Copy each of the entries below word for word, from the first line to the last, with no changes.

EXCERPTED DATA =>

*-*-*

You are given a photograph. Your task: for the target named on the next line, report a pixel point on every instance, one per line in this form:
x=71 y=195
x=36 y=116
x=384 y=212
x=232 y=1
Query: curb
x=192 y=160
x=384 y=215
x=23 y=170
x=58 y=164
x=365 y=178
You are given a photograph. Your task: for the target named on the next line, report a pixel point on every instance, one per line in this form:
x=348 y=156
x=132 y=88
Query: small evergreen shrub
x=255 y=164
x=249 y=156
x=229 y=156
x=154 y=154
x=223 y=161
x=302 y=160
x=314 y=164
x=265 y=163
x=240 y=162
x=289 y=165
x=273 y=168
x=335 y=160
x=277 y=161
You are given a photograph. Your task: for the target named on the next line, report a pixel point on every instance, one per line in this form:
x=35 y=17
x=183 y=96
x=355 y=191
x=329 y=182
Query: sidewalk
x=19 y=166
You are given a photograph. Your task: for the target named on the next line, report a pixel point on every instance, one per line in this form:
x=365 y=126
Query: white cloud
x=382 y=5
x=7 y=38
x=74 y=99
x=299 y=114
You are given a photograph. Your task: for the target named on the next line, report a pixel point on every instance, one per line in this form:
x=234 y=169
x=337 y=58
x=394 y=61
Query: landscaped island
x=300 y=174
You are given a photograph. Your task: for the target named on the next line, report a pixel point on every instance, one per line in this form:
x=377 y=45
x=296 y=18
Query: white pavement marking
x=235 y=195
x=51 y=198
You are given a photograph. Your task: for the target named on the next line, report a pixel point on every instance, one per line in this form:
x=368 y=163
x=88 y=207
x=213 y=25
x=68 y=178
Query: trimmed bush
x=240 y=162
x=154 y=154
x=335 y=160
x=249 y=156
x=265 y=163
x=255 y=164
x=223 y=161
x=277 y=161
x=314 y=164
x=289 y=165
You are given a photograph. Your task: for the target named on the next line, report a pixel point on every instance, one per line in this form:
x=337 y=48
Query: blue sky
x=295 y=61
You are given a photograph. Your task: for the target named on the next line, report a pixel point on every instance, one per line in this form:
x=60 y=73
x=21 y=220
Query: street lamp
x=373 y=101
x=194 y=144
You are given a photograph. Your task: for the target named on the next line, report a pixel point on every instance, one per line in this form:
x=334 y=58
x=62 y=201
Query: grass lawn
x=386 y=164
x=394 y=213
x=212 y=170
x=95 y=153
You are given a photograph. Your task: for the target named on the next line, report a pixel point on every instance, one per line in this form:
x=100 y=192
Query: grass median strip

*-*-*

RESPONSE TO THIS EXERCISE =>
You are given a photograph. Your task: for the target named on the next line, report a pixel point on every instance, one per line in this form:
x=71 y=195
x=36 y=116
x=384 y=212
x=232 y=1
Query: curb
x=192 y=160
x=384 y=215
x=23 y=170
x=58 y=164
x=365 y=178
You are given a photograph. Your task: for the target named on the next line, report a pixel point on every instance, one per line in this form:
x=348 y=156
x=132 y=88
Query: small evergreen shrub
x=255 y=164
x=249 y=156
x=229 y=156
x=154 y=154
x=223 y=161
x=302 y=160
x=314 y=164
x=265 y=163
x=240 y=162
x=289 y=165
x=273 y=168
x=335 y=160
x=277 y=161
You are given a photograph. Your task: for the target named on the next line, report a pixel point on every instance, one per line in this form:
x=35 y=17
x=183 y=96
x=355 y=191
x=329 y=182
Query: sidewalk
x=19 y=166
You are given a photograph. Your task: for the target named on the next line, report a pixel point on every instance, one per line in this form:
x=365 y=126
Query: white cloud
x=382 y=5
x=7 y=38
x=74 y=99
x=299 y=114
You are given a photograph. Your task: for the target named on the next line, report a pixel point on every instance, one per line in this form:
x=234 y=169
x=337 y=58
x=394 y=61
Query: landscaped island
x=300 y=174
You are given a photograph. Your task: for the target named on the next line, report a pixel point on every instance, one per line in this form:
x=377 y=45
x=296 y=18
Query: white pavement marking
x=235 y=195
x=51 y=198
You are given a photograph. Your task: for the target named on the next line, report a pixel point on every instance, one per line in this form:
x=368 y=163
x=88 y=207
x=213 y=25
x=68 y=178
Query: trimmed bush
x=240 y=162
x=154 y=154
x=335 y=160
x=249 y=156
x=265 y=163
x=255 y=164
x=223 y=161
x=277 y=161
x=314 y=164
x=289 y=165
You are given a photograph. Your task: for the target named on the next line, report a pixel point on every instance, one per line in this form:
x=337 y=48
Query: blue sky
x=295 y=61
You are given a photograph. Your task: for the target named on the next line, report a pixel point on every instance, one per line in this form:
x=60 y=73
x=21 y=220
Query: street lamp
x=373 y=101
x=194 y=144
You are given a photograph. Your task: for the target named on the next line, report a pixel point on every instance, one per line in this form:
x=334 y=58
x=62 y=201
Query: grass lawn
x=386 y=164
x=394 y=213
x=212 y=170
x=95 y=153
You are given a photograph. Your task: for the target named on the next line, report a pixel point on every instance, one per line in this form:
x=100 y=192
Query: grass median strip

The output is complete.